## Written problem
Reproduce every one of the following items word for word.

****************

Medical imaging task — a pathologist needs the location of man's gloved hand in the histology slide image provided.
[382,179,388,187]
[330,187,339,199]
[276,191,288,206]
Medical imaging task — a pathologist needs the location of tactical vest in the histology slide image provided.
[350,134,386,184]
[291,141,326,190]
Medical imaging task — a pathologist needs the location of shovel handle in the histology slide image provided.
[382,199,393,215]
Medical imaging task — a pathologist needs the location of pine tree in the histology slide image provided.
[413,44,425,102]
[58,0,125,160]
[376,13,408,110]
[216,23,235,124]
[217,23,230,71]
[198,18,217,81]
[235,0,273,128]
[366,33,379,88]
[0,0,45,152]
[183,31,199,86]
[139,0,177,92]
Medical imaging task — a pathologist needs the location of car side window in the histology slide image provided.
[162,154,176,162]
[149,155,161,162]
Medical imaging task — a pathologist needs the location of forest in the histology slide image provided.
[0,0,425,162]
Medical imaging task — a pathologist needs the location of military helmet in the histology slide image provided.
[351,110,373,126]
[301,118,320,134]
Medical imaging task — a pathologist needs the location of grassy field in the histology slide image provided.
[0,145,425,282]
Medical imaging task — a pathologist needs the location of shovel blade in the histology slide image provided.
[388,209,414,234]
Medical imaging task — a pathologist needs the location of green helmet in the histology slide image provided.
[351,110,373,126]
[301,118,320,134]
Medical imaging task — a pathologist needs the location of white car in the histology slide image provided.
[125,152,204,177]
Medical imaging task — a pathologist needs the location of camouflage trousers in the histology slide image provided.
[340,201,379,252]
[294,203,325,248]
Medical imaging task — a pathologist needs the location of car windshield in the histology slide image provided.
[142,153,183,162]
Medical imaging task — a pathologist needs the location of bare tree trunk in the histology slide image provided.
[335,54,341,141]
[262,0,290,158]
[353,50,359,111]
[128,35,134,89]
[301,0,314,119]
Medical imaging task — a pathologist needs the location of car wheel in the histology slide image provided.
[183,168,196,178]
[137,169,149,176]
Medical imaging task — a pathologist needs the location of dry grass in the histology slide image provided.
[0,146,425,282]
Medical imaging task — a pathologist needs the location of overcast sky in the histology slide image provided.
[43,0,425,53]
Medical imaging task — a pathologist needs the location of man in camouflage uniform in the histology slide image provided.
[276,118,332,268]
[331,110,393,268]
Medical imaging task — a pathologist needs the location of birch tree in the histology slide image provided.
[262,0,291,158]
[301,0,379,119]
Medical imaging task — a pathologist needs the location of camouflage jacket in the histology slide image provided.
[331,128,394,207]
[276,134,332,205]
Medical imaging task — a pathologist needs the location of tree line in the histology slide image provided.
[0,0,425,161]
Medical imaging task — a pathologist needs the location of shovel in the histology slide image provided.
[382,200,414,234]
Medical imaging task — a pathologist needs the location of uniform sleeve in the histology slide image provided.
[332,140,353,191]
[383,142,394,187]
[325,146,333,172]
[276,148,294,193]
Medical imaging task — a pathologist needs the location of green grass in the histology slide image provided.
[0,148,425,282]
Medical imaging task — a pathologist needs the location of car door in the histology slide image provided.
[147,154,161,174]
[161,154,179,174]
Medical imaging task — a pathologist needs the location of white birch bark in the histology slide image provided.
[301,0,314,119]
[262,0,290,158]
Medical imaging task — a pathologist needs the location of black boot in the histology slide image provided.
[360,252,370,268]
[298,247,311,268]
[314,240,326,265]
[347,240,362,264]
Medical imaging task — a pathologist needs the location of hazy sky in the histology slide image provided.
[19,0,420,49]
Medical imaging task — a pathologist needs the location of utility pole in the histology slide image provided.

****************

## Written response
Medical imaging task — a pathologist needs the location of man's gloved hand in the histology slide image provided.
[382,179,388,187]
[330,187,339,199]
[276,191,288,206]
Medical imaging task — a pathologist needs the location of tactical vest in the histology slide image provided.
[350,134,386,184]
[291,141,326,190]
Medical imaging task — a pathologist needs the location of shovel handle in the histology slide image provided.
[382,199,393,215]
Medical imaging task — a pathologist needs the location of pine tree in the histology slide image provided.
[413,44,425,102]
[58,0,125,160]
[376,13,408,110]
[216,23,235,124]
[217,23,230,71]
[198,18,217,81]
[235,0,273,128]
[366,33,379,88]
[0,0,45,152]
[183,31,199,86]
[139,0,177,92]
Medical imaging task — a pathologist needs the location of car side window in the histology slide image provided.
[162,154,176,162]
[149,155,161,162]
Medical imaging task — a pathologist needs the location of forest in the histology slide image provided.
[0,0,425,162]
Medical imaging task — a pathologist needs the location of military helmet in the histology slide image provided.
[351,110,373,126]
[301,118,320,134]
Medical imaging task — a pathologist needs the location of grassy field in the histology slide image provided.
[0,145,425,282]
Medical imaging task — a pathologist needs the location of shovel blade in the histology slide image provided.
[388,209,414,234]
Medical imaging task — a pathologist needs the location of green helmet in the histology slide image provided.
[351,110,373,126]
[301,118,320,134]
Medical imaging task — a pathologist needs the location of white car in the histology slide image provided.
[125,152,204,177]
Medical imaging task — a pathologist needs the location of camouflage trousers in the histology slide image provided.
[340,201,379,252]
[294,203,325,248]
Medical imaging task — a pathologist needs the location of car windshield in the histology slide image provided.
[142,153,183,162]
Medical imaging task — a pathologist needs the location of bare tree trunk in the histology slide image provided.
[335,54,341,141]
[262,0,290,158]
[353,50,359,111]
[128,35,134,89]
[301,0,314,119]
Medical imaging task — a pathologist needs the location of car wheel in the histology slide image provided.
[183,168,196,178]
[137,169,149,176]
Medical imaging task — a pathologist needs the location of dry grass in the histology slide image provided.
[0,146,425,282]
Medical imaging task — a pathologist needs the location of overcast sky in the histology slide image provided.
[43,0,425,53]
Medical imaging task — a pathologist needs the location of man in camouflage uniform in the histology slide image provided.
[276,118,332,268]
[331,110,393,268]
Medical imaging task — a pathologist needs the location of birch tree in the histology slide image provided.
[262,0,291,158]
[301,0,379,119]
Medical imaging task — a pathologist needs the location of camouflage jacket in the histology slide image provided.
[331,128,394,207]
[276,134,332,205]
Medical imaging task — a pathologist needs the location of tree line in the histology slide image provided.
[0,0,425,161]
Medical imaging task — a pathologist needs the location of shovel in the histology slide image provided.
[382,200,414,234]
Medical imaging task — a pathologist needs the location of uniform sleeve in the histology slide image provided.
[332,140,353,191]
[383,142,394,187]
[325,146,333,172]
[276,148,294,193]
Medical imaging task — a pathologist needs the location of green grass in the histology slide image provided.
[0,148,425,282]
Medical imaging task — a pathologist needs the location of car door in the histology slide image provided.
[147,154,161,174]
[161,154,179,174]
Medical imaging task — a pathologist needs the location of white birch bark in the histology slide image provided.
[301,0,314,119]
[262,0,290,158]
Medical imaging task — a pathologist needs the location of black boot in the histology slide image provided.
[360,252,370,268]
[298,247,311,268]
[314,240,326,265]
[347,240,362,264]
Medical imaging task — a pathologist needs the location of hazy sky in the histology slide image provided.
[19,0,420,49]
Medical imaging task — a pathologist needs the location of utility pole in the histology slide image provided.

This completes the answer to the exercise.